The Rust folks adopted async with callbacks, and they were essentially
starting from scratch so had no need to do it that way, and they are
smarter than I (both individually and collectively) so I'm sure they
have a reason; I just don't know what it is.
1:
HTML [1]: https://swtch.com/libtask/
NobodyNada wrote 16 hours 49 min ago:
> The Rust folks adopted async with callbacks
Rust's async is not based on callbacks, it's based on polling. So
really there are three ways to implement async:
- The callback approach used by e.g. Node.js and Swift, where a
function that may suspend accepts a callback as an argument, and
invokes the callback once it is ready to make progress. The compiler
transforms async/await code into continuation-passing style.
- The stackful approach used by e.g. Go, libtask, and this; where a
runtime switches between green threads when a task is ready to make
progress. Simple and easy to implement, but introduces complexity
around stack size.
- Rust's polling approach: an async task is statically transformed
into a state machine object that is polled by a runtime when it's
ready to make progress.
Each approach has its advantages and disadvantages.
Continuation-passing style doesn't require a runtime to manage tasks,
but each call site must capture local variables into a closure, which
tends to require a lot of heap allocation and copying (you could also
use Rust's generic closures, but that would massively bloat code size
and compile times because every suspending function must be
specialized for each call site). So it's not really acceptable for
applications looking for maximum performance and control over
allocations.
····················
• To do:
- A) In the async thread, which two examples are given of the callback approach?
- B) Restate the paragraph of the async thread that begins "Continuation-passing style doesn't require a runtime" as a short bulleted list that keeps its main facts.
- C) Pick up the async thread after its final sentence and continue it.

• Material supplied:
····················
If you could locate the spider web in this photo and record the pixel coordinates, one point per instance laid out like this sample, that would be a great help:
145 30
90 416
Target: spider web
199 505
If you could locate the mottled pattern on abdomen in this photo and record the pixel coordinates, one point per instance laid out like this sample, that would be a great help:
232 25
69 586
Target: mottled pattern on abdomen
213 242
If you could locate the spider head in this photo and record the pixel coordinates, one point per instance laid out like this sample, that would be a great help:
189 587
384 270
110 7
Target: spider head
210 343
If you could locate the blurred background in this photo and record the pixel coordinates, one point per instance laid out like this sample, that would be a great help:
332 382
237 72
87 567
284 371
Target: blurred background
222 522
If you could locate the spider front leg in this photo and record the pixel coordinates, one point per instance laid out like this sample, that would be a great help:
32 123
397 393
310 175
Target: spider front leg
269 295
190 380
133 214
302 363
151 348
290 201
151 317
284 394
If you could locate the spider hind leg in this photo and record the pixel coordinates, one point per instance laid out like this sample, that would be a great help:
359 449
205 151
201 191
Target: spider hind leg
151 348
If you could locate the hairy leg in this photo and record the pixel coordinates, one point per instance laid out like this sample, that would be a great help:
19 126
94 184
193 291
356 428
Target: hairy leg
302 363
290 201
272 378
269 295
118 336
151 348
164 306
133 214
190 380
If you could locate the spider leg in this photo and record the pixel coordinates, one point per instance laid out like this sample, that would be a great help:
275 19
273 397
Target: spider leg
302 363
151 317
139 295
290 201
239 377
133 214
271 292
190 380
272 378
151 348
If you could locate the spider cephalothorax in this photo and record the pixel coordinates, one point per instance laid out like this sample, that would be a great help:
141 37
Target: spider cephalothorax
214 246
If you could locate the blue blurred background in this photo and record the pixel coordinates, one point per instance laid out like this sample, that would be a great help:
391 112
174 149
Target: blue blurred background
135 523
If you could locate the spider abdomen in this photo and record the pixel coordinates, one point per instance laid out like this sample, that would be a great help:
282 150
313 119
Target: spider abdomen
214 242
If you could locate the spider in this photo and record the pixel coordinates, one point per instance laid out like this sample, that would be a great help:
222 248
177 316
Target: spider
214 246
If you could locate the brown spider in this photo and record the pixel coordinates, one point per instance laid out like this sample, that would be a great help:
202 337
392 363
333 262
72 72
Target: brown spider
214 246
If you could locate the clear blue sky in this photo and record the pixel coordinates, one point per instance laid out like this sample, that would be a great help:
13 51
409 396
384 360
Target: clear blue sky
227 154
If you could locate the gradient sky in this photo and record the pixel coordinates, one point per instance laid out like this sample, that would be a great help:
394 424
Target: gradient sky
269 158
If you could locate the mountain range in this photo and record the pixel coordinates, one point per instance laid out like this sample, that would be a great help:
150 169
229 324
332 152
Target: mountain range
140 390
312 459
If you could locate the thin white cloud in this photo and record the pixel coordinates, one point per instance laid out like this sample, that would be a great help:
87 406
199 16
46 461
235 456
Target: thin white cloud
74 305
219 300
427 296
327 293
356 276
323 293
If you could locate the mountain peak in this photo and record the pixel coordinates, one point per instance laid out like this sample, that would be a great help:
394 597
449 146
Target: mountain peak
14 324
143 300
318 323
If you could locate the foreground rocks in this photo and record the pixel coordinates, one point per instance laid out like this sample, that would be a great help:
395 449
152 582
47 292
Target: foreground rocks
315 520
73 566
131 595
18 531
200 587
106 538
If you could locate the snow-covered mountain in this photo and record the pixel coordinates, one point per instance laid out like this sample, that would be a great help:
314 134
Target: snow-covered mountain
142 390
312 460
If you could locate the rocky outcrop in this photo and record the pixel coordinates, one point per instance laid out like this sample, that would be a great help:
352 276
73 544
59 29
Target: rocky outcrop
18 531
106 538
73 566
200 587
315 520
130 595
····················
• Answers per task:
- A) Node.js and Swift.

- B)
- Continuation-passing style needs no runtime to manage tasks.
- Each call site must capture local variables into a closure, which tends to mean a lot of heap allocation and copying.
- Rust's generic closures could be used instead, but every suspending function would have to be specialized for each call site, massively bloating code size and compile times.
- So the approach is not really acceptable for applications seeking maximum performance and control over allocations.

- C)
Stackful coroutines require managing stacks. Allocating large stacks
is very expensive in terms of performance and memory usage; it won't
scale to thousands or millions of tasks and largely negates the
benefits of green threading. Allocating small stacks means you need
the ability to dynamically resize stacks at runtime, which requires
dynamic allocation and adds significant performance and complexity
overhead if you want to make an FFI call from an asynchronous task
(in Go, every function begins with a prologue to check if there is
enough stack space and allocate more if needed; since foreign
functions do not have this prologue, an FFI call requires switching
to a sufficiently large stack). This project uses fixed-sized task
stacks, customizable per-task but defaulting to 256K [1]. This
default is several orders of mangitude larger than a typical task
size in other green-threading runtimes, so to achieve large scale the
programmer must manually manage the stack size on a per-task basis,
and face stack overflows if they guess wrong (potentially only in
rare/edge cases).
Rust's "stackless" polling-based approach means the compiler knows
statically exactly how much persistent storage a suspended task
needs, so the application or runtime can allocate this storage
up-front and never need to resize it; while a running task has a full
OS thread stack available as scratch space and for FFI. It doesn't
require dynamic memory allocation, but it imposes limits on things
like recursion. Rust initially had stackful coroutines, but this was
dropped in order to not require dynamic allocation and remove the FFI
overhead.
The async support in Zig's standard library, once it's complete, is
supposed to let the application developer choose between stackful and
stackless coroutines depending on the needs of the application.
[1]
HTML [1]: https://github.com/lalinsky/zio/blob/9e2153eed99a772225de9b2...
MisterTea wrote 17 hours 17 min ago:
See also: [1] The history of this concurrency model is here:
HTML [1]: https://man.9front.org/2/thread
HTML [2]: https://seh.dev/go-legacy/
torginus wrote 23 hours 38 min ago:
Stackless coroutines can be implemented using high level language
constructs, and entirely in your language. Because of this it
interacts with legacy code, and existing language features in
predictable ways. Some security software or code hardening and
instrumentation libraries will break as well.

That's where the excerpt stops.